(Data listing begins)
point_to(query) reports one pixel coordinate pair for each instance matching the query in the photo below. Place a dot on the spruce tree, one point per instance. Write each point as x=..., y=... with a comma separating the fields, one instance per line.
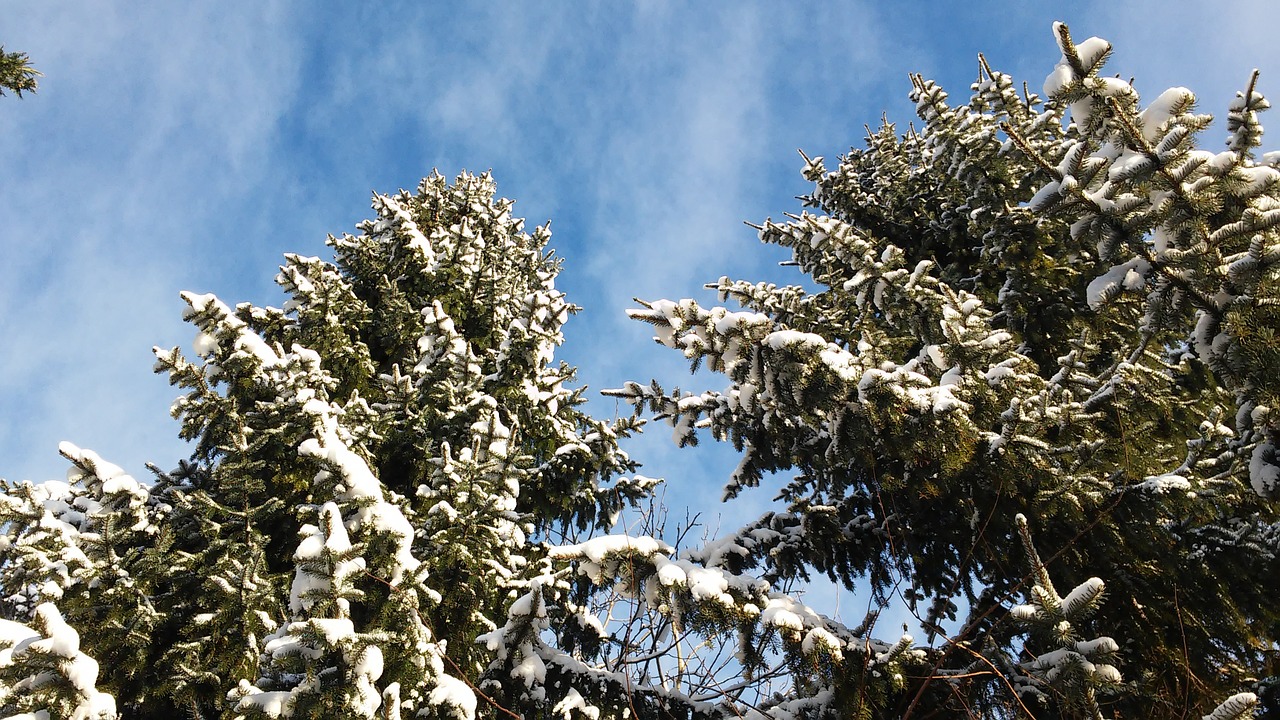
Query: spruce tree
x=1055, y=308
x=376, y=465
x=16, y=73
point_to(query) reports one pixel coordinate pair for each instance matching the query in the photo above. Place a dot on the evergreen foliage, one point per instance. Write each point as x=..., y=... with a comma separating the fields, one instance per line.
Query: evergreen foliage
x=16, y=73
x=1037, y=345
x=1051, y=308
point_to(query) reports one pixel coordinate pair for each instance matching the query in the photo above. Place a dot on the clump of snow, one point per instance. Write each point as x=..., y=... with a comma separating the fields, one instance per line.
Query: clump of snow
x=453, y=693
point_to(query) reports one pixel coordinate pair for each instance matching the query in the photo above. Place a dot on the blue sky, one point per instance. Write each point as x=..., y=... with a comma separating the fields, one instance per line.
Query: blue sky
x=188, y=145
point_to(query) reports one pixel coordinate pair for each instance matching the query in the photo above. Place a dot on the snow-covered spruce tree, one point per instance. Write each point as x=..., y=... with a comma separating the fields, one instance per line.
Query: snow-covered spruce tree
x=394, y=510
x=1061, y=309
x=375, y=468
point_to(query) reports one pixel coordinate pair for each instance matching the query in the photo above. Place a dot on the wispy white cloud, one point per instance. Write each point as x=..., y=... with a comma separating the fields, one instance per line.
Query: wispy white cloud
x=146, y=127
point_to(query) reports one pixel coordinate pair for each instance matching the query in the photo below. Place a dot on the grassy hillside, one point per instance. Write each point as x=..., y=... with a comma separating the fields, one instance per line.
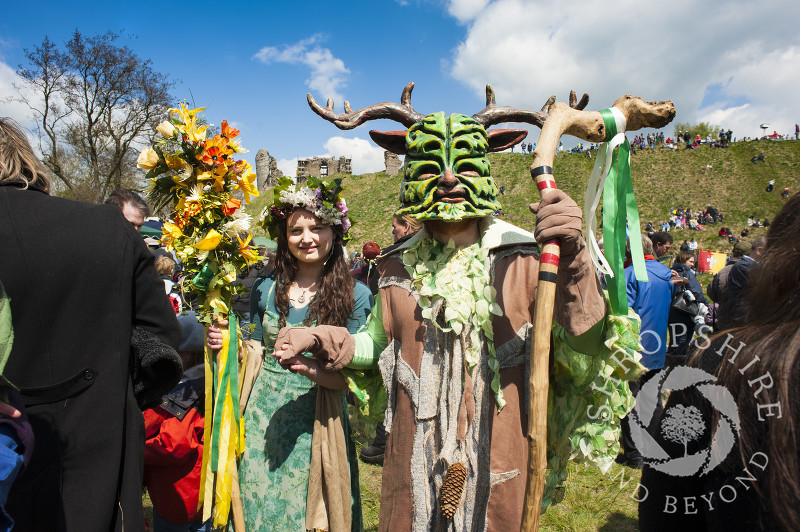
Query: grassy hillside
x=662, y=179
(Data listing ends)
What you have to do: Scan the records above for the lines holding "Query: evergreen foliage" and "on the clump". Transcribe those two and every line between them word for word, and no others.

Result of this exercise:
Query: evergreen foliage
x=16, y=73
x=1037, y=345
x=1051, y=308
point_to(query) reports one pixel coordinate pair for each instance matching the query in the photo above. Place a dot on the clump of snow, one point per instance. Write each point as x=..., y=... with a comma separating the fields, one instance per line.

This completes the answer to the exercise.